## Goal of the exercise
List every line in this data where the string "coffee" occurs.

## Data shown

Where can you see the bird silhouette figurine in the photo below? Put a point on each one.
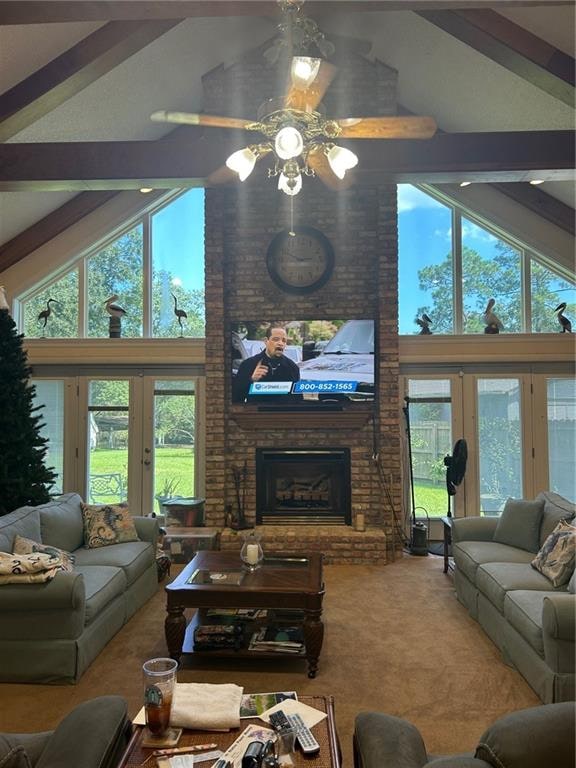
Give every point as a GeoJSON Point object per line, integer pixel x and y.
{"type": "Point", "coordinates": [3, 300]}
{"type": "Point", "coordinates": [565, 324]}
{"type": "Point", "coordinates": [424, 322]}
{"type": "Point", "coordinates": [180, 314]}
{"type": "Point", "coordinates": [45, 314]}
{"type": "Point", "coordinates": [493, 322]}
{"type": "Point", "coordinates": [114, 309]}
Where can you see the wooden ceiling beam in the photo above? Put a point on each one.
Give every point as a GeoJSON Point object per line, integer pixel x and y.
{"type": "Point", "coordinates": [76, 68]}
{"type": "Point", "coordinates": [184, 161]}
{"type": "Point", "coordinates": [511, 46]}
{"type": "Point", "coordinates": [58, 11]}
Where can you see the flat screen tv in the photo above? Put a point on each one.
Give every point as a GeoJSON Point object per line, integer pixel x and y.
{"type": "Point", "coordinates": [323, 363]}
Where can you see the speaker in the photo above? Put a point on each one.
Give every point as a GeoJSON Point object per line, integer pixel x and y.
{"type": "Point", "coordinates": [419, 543]}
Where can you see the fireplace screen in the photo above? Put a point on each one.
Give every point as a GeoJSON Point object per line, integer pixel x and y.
{"type": "Point", "coordinates": [303, 486]}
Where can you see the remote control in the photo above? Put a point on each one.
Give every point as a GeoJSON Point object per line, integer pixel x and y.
{"type": "Point", "coordinates": [308, 743]}
{"type": "Point", "coordinates": [278, 720]}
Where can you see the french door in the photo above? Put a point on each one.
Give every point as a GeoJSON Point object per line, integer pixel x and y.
{"type": "Point", "coordinates": [130, 439]}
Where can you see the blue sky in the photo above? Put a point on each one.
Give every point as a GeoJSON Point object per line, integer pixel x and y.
{"type": "Point", "coordinates": [178, 239]}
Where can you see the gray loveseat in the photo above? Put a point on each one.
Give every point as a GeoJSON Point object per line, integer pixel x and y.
{"type": "Point", "coordinates": [531, 621]}
{"type": "Point", "coordinates": [51, 632]}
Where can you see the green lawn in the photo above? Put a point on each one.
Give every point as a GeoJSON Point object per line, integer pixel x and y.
{"type": "Point", "coordinates": [173, 466]}
{"type": "Point", "coordinates": [433, 498]}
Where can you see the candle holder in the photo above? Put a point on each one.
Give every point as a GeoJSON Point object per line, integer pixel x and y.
{"type": "Point", "coordinates": [251, 553]}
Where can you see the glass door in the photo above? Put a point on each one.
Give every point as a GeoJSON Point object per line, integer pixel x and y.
{"type": "Point", "coordinates": [500, 441]}
{"type": "Point", "coordinates": [108, 441]}
{"type": "Point", "coordinates": [169, 442]}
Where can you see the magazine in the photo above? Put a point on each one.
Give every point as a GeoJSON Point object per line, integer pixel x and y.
{"type": "Point", "coordinates": [253, 704]}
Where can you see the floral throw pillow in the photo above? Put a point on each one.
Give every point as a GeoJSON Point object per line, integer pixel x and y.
{"type": "Point", "coordinates": [23, 546]}
{"type": "Point", "coordinates": [107, 524]}
{"type": "Point", "coordinates": [557, 555]}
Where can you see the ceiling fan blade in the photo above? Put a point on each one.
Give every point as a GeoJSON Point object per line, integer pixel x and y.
{"type": "Point", "coordinates": [318, 161]}
{"type": "Point", "coordinates": [387, 127]}
{"type": "Point", "coordinates": [306, 92]}
{"type": "Point", "coordinates": [192, 118]}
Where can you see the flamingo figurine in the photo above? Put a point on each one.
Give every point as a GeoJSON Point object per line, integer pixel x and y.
{"type": "Point", "coordinates": [180, 314]}
{"type": "Point", "coordinates": [45, 314]}
{"type": "Point", "coordinates": [424, 322]}
{"type": "Point", "coordinates": [114, 309]}
{"type": "Point", "coordinates": [565, 324]}
{"type": "Point", "coordinates": [493, 322]}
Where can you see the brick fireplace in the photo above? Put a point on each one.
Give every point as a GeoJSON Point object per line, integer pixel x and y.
{"type": "Point", "coordinates": [241, 220]}
{"type": "Point", "coordinates": [301, 486]}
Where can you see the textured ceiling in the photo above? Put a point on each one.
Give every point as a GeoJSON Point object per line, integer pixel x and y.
{"type": "Point", "coordinates": [438, 75]}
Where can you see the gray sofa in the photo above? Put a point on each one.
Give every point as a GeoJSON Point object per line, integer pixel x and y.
{"type": "Point", "coordinates": [94, 735]}
{"type": "Point", "coordinates": [538, 737]}
{"type": "Point", "coordinates": [531, 621]}
{"type": "Point", "coordinates": [51, 632]}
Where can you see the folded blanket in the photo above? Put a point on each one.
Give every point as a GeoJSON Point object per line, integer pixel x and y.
{"type": "Point", "coordinates": [28, 569]}
{"type": "Point", "coordinates": [206, 707]}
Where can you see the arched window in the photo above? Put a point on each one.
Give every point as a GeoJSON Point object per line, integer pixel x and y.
{"type": "Point", "coordinates": [154, 269]}
{"type": "Point", "coordinates": [451, 264]}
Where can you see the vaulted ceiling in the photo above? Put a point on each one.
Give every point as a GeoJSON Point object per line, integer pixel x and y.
{"type": "Point", "coordinates": [80, 78]}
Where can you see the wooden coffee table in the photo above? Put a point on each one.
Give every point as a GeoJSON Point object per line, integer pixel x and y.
{"type": "Point", "coordinates": [288, 583]}
{"type": "Point", "coordinates": [329, 755]}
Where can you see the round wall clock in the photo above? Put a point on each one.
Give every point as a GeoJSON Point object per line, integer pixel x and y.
{"type": "Point", "coordinates": [301, 260]}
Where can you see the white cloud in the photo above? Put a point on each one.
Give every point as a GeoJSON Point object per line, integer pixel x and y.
{"type": "Point", "coordinates": [410, 198]}
{"type": "Point", "coordinates": [474, 232]}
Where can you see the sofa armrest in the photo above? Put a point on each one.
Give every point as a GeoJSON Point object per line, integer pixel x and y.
{"type": "Point", "coordinates": [384, 741]}
{"type": "Point", "coordinates": [65, 592]}
{"type": "Point", "coordinates": [473, 528]}
{"type": "Point", "coordinates": [559, 615]}
{"type": "Point", "coordinates": [147, 528]}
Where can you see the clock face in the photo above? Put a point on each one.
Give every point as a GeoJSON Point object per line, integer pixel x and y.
{"type": "Point", "coordinates": [300, 262]}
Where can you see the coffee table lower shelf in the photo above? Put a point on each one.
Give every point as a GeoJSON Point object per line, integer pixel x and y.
{"type": "Point", "coordinates": [330, 755]}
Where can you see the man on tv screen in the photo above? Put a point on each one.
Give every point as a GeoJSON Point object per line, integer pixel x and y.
{"type": "Point", "coordinates": [269, 373]}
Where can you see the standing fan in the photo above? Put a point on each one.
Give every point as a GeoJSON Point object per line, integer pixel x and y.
{"type": "Point", "coordinates": [455, 468]}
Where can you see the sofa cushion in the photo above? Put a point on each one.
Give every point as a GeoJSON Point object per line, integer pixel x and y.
{"type": "Point", "coordinates": [468, 555]}
{"type": "Point", "coordinates": [531, 738]}
{"type": "Point", "coordinates": [24, 546]}
{"type": "Point", "coordinates": [556, 508]}
{"type": "Point", "coordinates": [24, 521]}
{"type": "Point", "coordinates": [61, 522]}
{"type": "Point", "coordinates": [523, 610]}
{"type": "Point", "coordinates": [16, 758]}
{"type": "Point", "coordinates": [134, 558]}
{"type": "Point", "coordinates": [106, 524]}
{"type": "Point", "coordinates": [494, 580]}
{"type": "Point", "coordinates": [519, 524]}
{"type": "Point", "coordinates": [102, 584]}
{"type": "Point", "coordinates": [556, 558]}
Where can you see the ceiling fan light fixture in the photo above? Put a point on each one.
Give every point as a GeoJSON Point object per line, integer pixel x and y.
{"type": "Point", "coordinates": [288, 143]}
{"type": "Point", "coordinates": [290, 185]}
{"type": "Point", "coordinates": [340, 159]}
{"type": "Point", "coordinates": [304, 71]}
{"type": "Point", "coordinates": [242, 162]}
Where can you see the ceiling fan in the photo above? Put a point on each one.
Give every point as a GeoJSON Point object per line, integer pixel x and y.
{"type": "Point", "coordinates": [294, 128]}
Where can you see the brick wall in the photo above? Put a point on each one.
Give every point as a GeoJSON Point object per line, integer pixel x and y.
{"type": "Point", "coordinates": [241, 220]}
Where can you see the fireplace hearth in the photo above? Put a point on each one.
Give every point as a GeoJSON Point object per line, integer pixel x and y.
{"type": "Point", "coordinates": [303, 486]}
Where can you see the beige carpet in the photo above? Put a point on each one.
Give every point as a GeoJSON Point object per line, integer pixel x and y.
{"type": "Point", "coordinates": [396, 640]}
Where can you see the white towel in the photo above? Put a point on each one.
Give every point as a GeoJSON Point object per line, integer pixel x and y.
{"type": "Point", "coordinates": [206, 707]}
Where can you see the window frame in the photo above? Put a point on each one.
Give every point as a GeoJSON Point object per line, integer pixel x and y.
{"type": "Point", "coordinates": [527, 255]}
{"type": "Point", "coordinates": [81, 257]}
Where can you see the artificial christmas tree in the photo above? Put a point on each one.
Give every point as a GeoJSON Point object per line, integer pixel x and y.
{"type": "Point", "coordinates": [24, 478]}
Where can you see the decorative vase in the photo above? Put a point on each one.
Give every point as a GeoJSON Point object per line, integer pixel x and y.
{"type": "Point", "coordinates": [251, 553]}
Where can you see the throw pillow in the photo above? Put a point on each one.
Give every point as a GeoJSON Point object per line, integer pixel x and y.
{"type": "Point", "coordinates": [519, 524]}
{"type": "Point", "coordinates": [16, 758]}
{"type": "Point", "coordinates": [556, 558]}
{"type": "Point", "coordinates": [23, 546]}
{"type": "Point", "coordinates": [107, 524]}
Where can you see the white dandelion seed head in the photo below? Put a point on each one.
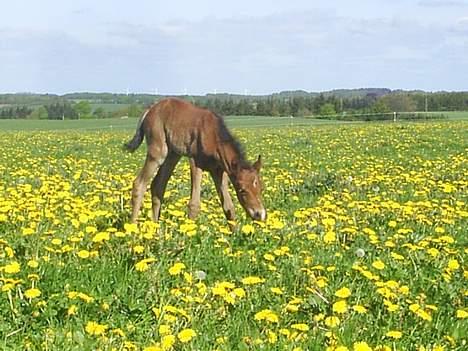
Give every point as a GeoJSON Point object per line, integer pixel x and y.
{"type": "Point", "coordinates": [200, 275]}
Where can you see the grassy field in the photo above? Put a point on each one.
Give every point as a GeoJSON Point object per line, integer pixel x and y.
{"type": "Point", "coordinates": [130, 123]}
{"type": "Point", "coordinates": [365, 246]}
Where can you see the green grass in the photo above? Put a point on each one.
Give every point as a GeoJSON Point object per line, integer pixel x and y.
{"type": "Point", "coordinates": [374, 214]}
{"type": "Point", "coordinates": [130, 123]}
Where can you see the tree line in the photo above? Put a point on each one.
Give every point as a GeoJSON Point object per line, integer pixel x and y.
{"type": "Point", "coordinates": [297, 103]}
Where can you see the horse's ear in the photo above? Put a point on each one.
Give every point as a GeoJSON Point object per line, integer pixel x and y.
{"type": "Point", "coordinates": [258, 164]}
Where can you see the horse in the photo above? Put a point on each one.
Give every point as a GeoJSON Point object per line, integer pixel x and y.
{"type": "Point", "coordinates": [174, 128]}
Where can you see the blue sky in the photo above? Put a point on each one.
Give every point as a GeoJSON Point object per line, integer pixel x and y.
{"type": "Point", "coordinates": [252, 46]}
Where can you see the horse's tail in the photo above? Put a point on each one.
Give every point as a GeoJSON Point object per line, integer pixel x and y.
{"type": "Point", "coordinates": [137, 139]}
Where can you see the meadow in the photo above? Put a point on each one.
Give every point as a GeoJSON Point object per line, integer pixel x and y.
{"type": "Point", "coordinates": [365, 245]}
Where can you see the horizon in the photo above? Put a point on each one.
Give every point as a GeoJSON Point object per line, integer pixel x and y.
{"type": "Point", "coordinates": [232, 93]}
{"type": "Point", "coordinates": [241, 48]}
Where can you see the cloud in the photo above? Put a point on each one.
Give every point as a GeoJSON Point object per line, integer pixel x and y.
{"type": "Point", "coordinates": [443, 3]}
{"type": "Point", "coordinates": [312, 50]}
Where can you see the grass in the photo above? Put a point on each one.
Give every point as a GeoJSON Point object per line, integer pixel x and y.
{"type": "Point", "coordinates": [130, 123]}
{"type": "Point", "coordinates": [365, 246]}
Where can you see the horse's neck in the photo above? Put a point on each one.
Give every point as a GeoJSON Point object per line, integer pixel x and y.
{"type": "Point", "coordinates": [228, 157]}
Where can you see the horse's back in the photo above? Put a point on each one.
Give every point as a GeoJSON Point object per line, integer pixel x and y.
{"type": "Point", "coordinates": [186, 128]}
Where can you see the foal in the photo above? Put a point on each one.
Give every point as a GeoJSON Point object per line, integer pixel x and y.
{"type": "Point", "coordinates": [175, 128]}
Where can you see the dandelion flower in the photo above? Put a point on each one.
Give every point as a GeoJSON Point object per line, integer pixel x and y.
{"type": "Point", "coordinates": [395, 334]}
{"type": "Point", "coordinates": [32, 293]}
{"type": "Point", "coordinates": [177, 268]}
{"type": "Point", "coordinates": [340, 306]}
{"type": "Point", "coordinates": [343, 293]}
{"type": "Point", "coordinates": [186, 335]}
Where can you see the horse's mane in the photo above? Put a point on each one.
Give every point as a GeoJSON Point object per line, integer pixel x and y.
{"type": "Point", "coordinates": [227, 138]}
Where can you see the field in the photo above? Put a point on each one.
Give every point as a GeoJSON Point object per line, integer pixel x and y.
{"type": "Point", "coordinates": [365, 245]}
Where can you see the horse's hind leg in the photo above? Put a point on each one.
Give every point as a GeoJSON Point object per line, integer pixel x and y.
{"type": "Point", "coordinates": [221, 181]}
{"type": "Point", "coordinates": [152, 163]}
{"type": "Point", "coordinates": [196, 177]}
{"type": "Point", "coordinates": [159, 183]}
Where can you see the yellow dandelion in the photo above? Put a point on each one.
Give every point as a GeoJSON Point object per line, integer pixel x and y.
{"type": "Point", "coordinates": [462, 314]}
{"type": "Point", "coordinates": [267, 315]}
{"type": "Point", "coordinates": [359, 309]}
{"type": "Point", "coordinates": [83, 254]}
{"type": "Point", "coordinates": [343, 293]}
{"type": "Point", "coordinates": [300, 326]}
{"type": "Point", "coordinates": [395, 334]}
{"type": "Point", "coordinates": [252, 280]}
{"type": "Point", "coordinates": [340, 306]}
{"type": "Point", "coordinates": [361, 346]}
{"type": "Point", "coordinates": [12, 268]}
{"type": "Point", "coordinates": [378, 265]}
{"type": "Point", "coordinates": [332, 321]}
{"type": "Point", "coordinates": [186, 335]}
{"type": "Point", "coordinates": [32, 293]}
{"type": "Point", "coordinates": [177, 268]}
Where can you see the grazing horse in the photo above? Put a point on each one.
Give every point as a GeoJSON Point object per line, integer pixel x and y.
{"type": "Point", "coordinates": [175, 128]}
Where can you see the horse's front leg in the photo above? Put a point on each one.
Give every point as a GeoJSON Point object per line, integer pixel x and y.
{"type": "Point", "coordinates": [159, 183]}
{"type": "Point", "coordinates": [196, 177]}
{"type": "Point", "coordinates": [221, 181]}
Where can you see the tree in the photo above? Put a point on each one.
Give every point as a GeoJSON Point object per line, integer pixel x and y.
{"type": "Point", "coordinates": [327, 109]}
{"type": "Point", "coordinates": [83, 109]}
{"type": "Point", "coordinates": [99, 113]}
{"type": "Point", "coordinates": [400, 102]}
{"type": "Point", "coordinates": [39, 113]}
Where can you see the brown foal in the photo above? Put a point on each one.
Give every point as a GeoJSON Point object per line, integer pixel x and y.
{"type": "Point", "coordinates": [174, 128]}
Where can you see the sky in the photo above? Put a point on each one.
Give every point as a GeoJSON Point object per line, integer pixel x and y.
{"type": "Point", "coordinates": [247, 47]}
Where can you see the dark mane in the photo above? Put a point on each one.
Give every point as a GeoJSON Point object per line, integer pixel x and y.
{"type": "Point", "coordinates": [226, 137]}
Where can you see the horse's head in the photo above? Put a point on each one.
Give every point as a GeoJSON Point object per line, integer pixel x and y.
{"type": "Point", "coordinates": [248, 186]}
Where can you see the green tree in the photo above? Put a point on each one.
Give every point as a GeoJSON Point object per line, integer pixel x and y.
{"type": "Point", "coordinates": [99, 113]}
{"type": "Point", "coordinates": [39, 113]}
{"type": "Point", "coordinates": [400, 102]}
{"type": "Point", "coordinates": [327, 109]}
{"type": "Point", "coordinates": [83, 109]}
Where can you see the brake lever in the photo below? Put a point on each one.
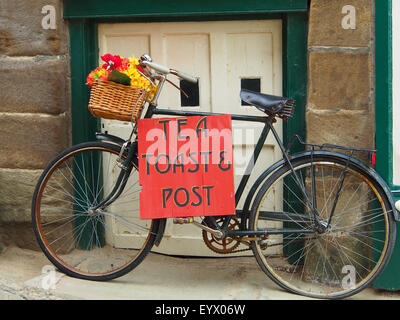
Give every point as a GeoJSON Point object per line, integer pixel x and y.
{"type": "Point", "coordinates": [186, 95]}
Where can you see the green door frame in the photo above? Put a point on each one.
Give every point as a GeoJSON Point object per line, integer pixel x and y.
{"type": "Point", "coordinates": [390, 278]}
{"type": "Point", "coordinates": [84, 17]}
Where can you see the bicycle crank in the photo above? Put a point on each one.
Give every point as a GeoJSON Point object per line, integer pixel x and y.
{"type": "Point", "coordinates": [216, 233]}
{"type": "Point", "coordinates": [223, 245]}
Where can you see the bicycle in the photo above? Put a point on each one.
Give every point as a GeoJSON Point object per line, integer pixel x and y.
{"type": "Point", "coordinates": [330, 237]}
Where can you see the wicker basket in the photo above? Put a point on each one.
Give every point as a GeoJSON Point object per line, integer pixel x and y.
{"type": "Point", "coordinates": [110, 100]}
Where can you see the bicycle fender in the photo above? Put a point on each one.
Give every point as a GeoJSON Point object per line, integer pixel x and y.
{"type": "Point", "coordinates": [305, 154]}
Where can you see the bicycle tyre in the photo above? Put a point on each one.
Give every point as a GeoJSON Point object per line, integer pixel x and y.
{"type": "Point", "coordinates": [80, 244]}
{"type": "Point", "coordinates": [336, 263]}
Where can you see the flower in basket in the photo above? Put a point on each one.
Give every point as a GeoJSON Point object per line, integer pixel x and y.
{"type": "Point", "coordinates": [120, 70]}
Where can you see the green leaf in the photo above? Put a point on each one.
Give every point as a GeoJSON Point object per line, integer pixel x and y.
{"type": "Point", "coordinates": [119, 77]}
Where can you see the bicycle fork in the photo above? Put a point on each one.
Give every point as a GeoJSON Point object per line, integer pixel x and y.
{"type": "Point", "coordinates": [123, 176]}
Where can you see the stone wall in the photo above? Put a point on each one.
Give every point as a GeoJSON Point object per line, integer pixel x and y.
{"type": "Point", "coordinates": [340, 103]}
{"type": "Point", "coordinates": [34, 107]}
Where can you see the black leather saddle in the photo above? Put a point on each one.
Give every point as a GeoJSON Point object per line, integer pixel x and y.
{"type": "Point", "coordinates": [272, 105]}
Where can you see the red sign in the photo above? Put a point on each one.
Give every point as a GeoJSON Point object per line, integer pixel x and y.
{"type": "Point", "coordinates": [186, 167]}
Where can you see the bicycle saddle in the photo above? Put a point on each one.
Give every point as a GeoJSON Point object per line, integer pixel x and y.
{"type": "Point", "coordinates": [271, 105]}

## Output of the task
Where can you see the wooden coffee table in the photo above? Put a point on each one.
Where can you see the coffee table lower shelf in the photo above? Put a point on each one.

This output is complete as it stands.